• TASK
All the data should come back exactly as it was given.

# start of GIVEN INFORMATION

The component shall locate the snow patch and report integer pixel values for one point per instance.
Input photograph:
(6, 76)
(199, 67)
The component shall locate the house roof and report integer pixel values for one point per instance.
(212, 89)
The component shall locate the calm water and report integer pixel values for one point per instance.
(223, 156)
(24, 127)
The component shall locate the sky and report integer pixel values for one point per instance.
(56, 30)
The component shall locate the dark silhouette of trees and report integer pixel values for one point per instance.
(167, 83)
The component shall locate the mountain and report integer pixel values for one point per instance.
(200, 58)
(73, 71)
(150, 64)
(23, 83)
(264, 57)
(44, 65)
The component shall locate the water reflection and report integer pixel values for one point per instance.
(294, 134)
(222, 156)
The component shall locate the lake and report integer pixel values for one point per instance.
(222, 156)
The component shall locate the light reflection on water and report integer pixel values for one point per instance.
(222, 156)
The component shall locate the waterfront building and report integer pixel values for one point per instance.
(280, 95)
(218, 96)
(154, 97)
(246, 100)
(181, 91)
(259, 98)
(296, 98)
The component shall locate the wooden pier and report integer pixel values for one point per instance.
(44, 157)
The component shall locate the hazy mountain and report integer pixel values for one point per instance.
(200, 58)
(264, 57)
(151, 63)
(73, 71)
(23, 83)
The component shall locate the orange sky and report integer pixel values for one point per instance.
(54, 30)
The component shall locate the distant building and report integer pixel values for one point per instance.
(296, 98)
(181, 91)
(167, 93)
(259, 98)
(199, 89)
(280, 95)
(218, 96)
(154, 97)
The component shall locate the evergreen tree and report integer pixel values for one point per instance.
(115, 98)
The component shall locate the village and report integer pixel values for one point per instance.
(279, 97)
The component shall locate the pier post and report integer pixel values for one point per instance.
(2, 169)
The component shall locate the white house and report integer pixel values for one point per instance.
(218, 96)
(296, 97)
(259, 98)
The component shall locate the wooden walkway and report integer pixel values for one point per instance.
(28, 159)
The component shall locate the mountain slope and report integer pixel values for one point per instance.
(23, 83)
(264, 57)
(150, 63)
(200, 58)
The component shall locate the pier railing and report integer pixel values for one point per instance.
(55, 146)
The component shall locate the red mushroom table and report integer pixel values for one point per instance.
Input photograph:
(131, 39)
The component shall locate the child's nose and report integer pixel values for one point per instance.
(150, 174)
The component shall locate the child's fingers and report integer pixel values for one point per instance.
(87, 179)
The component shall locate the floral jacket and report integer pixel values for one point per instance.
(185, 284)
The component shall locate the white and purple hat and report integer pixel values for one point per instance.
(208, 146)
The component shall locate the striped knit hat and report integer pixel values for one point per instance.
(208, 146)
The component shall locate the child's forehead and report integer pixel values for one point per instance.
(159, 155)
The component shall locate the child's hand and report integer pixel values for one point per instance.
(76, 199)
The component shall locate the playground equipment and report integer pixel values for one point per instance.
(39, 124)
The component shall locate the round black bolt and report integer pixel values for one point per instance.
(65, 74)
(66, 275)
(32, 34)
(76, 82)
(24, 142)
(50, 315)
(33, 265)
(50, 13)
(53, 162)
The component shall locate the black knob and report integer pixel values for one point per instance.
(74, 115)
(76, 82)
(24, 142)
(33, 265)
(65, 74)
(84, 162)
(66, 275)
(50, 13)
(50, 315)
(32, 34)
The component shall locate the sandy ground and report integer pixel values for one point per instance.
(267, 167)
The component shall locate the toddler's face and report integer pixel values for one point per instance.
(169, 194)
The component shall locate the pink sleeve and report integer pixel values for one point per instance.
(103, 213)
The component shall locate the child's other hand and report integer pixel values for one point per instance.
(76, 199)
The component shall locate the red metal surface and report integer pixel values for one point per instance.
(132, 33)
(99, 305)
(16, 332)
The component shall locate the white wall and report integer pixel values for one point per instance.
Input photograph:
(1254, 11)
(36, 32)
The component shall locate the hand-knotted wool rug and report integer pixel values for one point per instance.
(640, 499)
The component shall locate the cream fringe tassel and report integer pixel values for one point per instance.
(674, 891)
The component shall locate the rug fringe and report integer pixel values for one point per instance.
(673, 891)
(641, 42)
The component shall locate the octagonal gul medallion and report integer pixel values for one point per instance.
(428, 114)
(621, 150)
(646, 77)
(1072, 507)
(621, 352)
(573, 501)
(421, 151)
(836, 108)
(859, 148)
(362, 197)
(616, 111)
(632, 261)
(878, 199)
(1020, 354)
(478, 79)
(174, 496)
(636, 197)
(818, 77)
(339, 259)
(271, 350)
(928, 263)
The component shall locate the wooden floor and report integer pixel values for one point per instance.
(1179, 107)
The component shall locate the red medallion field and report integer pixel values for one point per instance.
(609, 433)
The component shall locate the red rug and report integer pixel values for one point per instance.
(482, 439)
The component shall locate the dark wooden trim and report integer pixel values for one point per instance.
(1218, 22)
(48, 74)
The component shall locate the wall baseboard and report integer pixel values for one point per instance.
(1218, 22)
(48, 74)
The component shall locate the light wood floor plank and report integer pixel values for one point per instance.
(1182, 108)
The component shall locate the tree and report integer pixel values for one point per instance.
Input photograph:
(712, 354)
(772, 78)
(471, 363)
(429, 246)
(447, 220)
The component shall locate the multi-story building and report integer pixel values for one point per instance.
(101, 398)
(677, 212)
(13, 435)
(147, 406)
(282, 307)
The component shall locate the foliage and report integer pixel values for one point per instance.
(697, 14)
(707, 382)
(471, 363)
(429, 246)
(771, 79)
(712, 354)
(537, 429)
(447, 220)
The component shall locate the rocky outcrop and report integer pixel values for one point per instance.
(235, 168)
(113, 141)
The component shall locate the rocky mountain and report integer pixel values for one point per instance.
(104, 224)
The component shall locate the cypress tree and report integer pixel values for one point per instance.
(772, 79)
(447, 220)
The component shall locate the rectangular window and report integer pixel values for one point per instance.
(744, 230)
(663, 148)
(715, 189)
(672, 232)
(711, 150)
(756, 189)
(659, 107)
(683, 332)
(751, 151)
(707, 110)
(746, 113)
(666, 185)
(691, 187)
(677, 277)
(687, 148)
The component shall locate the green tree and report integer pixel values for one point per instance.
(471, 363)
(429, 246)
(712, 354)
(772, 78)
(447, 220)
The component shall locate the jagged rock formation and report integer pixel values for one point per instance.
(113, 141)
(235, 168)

# end of GIVEN INFORMATION

• ANSWER FOR THIS EXERCISE
The component shall locate the snow patch and report integer pixel values for one point per instance.
Input photograph:
(6, 76)
(199, 67)
The component shall locate the house roof and report integer pixel values for one point per instance.
(212, 89)
The component shall locate the calm water and report integer pixel values for one point per instance.
(223, 156)
(24, 127)
The component shall locate the sky and report integer pixel values for one point per instance.
(56, 30)
The component shall locate the dark silhouette of trees and report integer pixel values for one point per instance.
(167, 83)
The component shall locate the mountain and report integer pixel values for one point per instance.
(200, 58)
(73, 71)
(150, 64)
(23, 83)
(264, 57)
(44, 65)
The component shall locate the water reflection and report integer pixel values for one point per instance.
(294, 134)
(222, 156)
The component shall locate the lake and report integer pixel values for one point per instance.
(222, 156)
The component shall locate the light reflection on water and report integer pixel values for one point per instance.
(222, 156)
The component shall locate the waterfront building and report integer pixel values for one point per instance.
(280, 95)
(218, 96)
(154, 97)
(246, 100)
(181, 91)
(259, 98)
(296, 98)
The component shall locate the wooden pier and report integer pixel values for one point per instance.
(44, 157)
The component shall locate the hazy mountain and report integer pixel values for one point per instance.
(200, 58)
(264, 57)
(151, 63)
(73, 71)
(23, 83)
The component shall locate the orange sky and report integer pixel values for one point per instance.
(54, 30)
The component shall locate the distant building and report integer pixel values for one point per instance.
(296, 98)
(181, 91)
(167, 93)
(259, 98)
(199, 89)
(280, 95)
(218, 96)
(154, 97)
The component shall locate the evergreen tree and report integer pixel values for one point per instance.
(115, 98)
The component shall locate the village and report integer pixel values for one point per instance.
(279, 97)
The component shall locate the pier post and report integer pixel values for one point per instance.
(2, 169)
The component shall locate the white house and report integer pixel values for one point per instance.
(218, 96)
(296, 97)
(259, 98)
The component shall locate the wooden walkway and report integer pixel values for one point per instance.
(28, 159)
The component shall locate the mountain slope and report integer pixel values for one point per instance.
(23, 83)
(264, 57)
(150, 63)
(200, 58)
The component shall locate the pier railing and report integer pixel values for one point per instance.
(55, 146)
The component shall locate the red mushroom table and report integer pixel values for one point per instance.
Input photograph:
(131, 39)
The component shall locate the child's nose and report integer pixel values for one point per instance.
(150, 174)
The component shall locate the child's fingers and report integer pixel values for one point per instance.
(87, 179)
The component shall locate the floral jacket and report integer pixel values for one point per instance.
(185, 284)
The component shall locate the white and purple hat and report integer pixel values for one point per instance.
(208, 146)
The component shall locate the striped knit hat and report integer pixel values for one point per instance.
(208, 146)
The component shall locate the child's forehead and report integer pixel values for one point per instance.
(159, 155)
The component shall locate the child's hand and report integer pixel values for one point per instance.
(76, 199)
The component shall locate the playground equipment and report integer pixel values for one point per instance.
(39, 124)
The component shall locate the round black bolt and report integer pixel values for one point per instance.
(65, 74)
(66, 275)
(32, 34)
(76, 82)
(24, 142)
(50, 315)
(33, 265)
(50, 13)
(53, 162)
The component shall locate the black knob and report integer pixel values for one point per instance.
(74, 115)
(76, 82)
(24, 142)
(33, 265)
(65, 74)
(84, 162)
(66, 275)
(50, 13)
(50, 315)
(32, 34)
The component shall locate the sandy ground and report integer pixel values for one point per instance.
(267, 167)
The component shall locate the toddler's face and report integer pixel values for one point per instance.
(169, 194)
The component shall locate the pink sleeve and report integer pixel values for one point per instance.
(103, 213)
The component shall locate the child's other hand and report integer pixel values for one point per instance.
(76, 199)
The component shall locate the red metal surface and report integer pixel values for one point per instance.
(132, 33)
(99, 305)
(16, 332)
The component shall locate the white wall and report integer pixel values for one point per instance.
Input photograph:
(1254, 11)
(36, 32)
The component shall locate the hand-knotted wool rug and report integer pixel values for one point per instance.
(640, 499)
The component shall locate the cream fringe tassel and report integer pixel values for one point per instance.
(674, 891)
The component shall locate the rug fringe and report integer pixel values for one point per instance.
(673, 891)
(641, 42)
The component shall locate the octagonal gul medallion and report integer pixel values for one point per instance.
(428, 114)
(621, 150)
(646, 77)
(1072, 507)
(621, 352)
(573, 501)
(421, 151)
(836, 108)
(859, 148)
(362, 197)
(616, 111)
(632, 261)
(878, 199)
(1020, 354)
(478, 79)
(174, 496)
(636, 197)
(818, 77)
(339, 259)
(271, 350)
(928, 263)
The component shall locate the wooden floor and report integer pixel values for one point per instance.
(1179, 107)
The component shall locate the red medallion field and report integer pixel values for one point per instance.
(609, 433)
The component shall locate the red rug and report integer pixel values for one point per instance.
(482, 439)
The component shall locate the dark wooden trim and report integer pixel values for one point per instance.
(1218, 22)
(48, 74)
The component shall locate the wall baseboard and report integer pixel values for one point per instance.
(1218, 22)
(48, 74)
The component shall locate the light wood floor plank and report integer pixel values for one point per instance.
(1182, 108)
The component shall locate the tree and report integer pixel values for one point per instance.
Input photograph:
(712, 354)
(772, 78)
(471, 363)
(429, 246)
(447, 220)
The component shall locate the multi-story building and report integer pixel values for one point per instance.
(101, 398)
(677, 212)
(13, 435)
(147, 406)
(282, 307)
The component shall locate the foliage and report integer pixel values for one point per instance.
(697, 14)
(707, 382)
(471, 363)
(429, 246)
(771, 79)
(712, 354)
(537, 429)
(447, 220)
The component shall locate the rocky outcrop and report integer pixel values for one point per instance.
(235, 168)
(113, 141)
The component shall locate the rocky mountain and report integer pixel values for one point per instance.
(104, 224)
The component shall locate the cypress tree and report integer pixel values for one point per instance.
(772, 79)
(447, 220)
The component shall locate the rectangular window and report integer pixel values for one point per instance.
(744, 230)
(663, 148)
(715, 189)
(672, 232)
(711, 150)
(756, 189)
(659, 107)
(683, 332)
(751, 151)
(707, 110)
(746, 113)
(666, 185)
(691, 187)
(677, 277)
(687, 148)
The component shall locate the green tree and report integer pixel values for one point per instance.
(471, 363)
(429, 246)
(712, 354)
(772, 78)
(447, 220)
The component shall locate the jagged rock formation and report integer pixel values for one point per instance.
(113, 141)
(235, 168)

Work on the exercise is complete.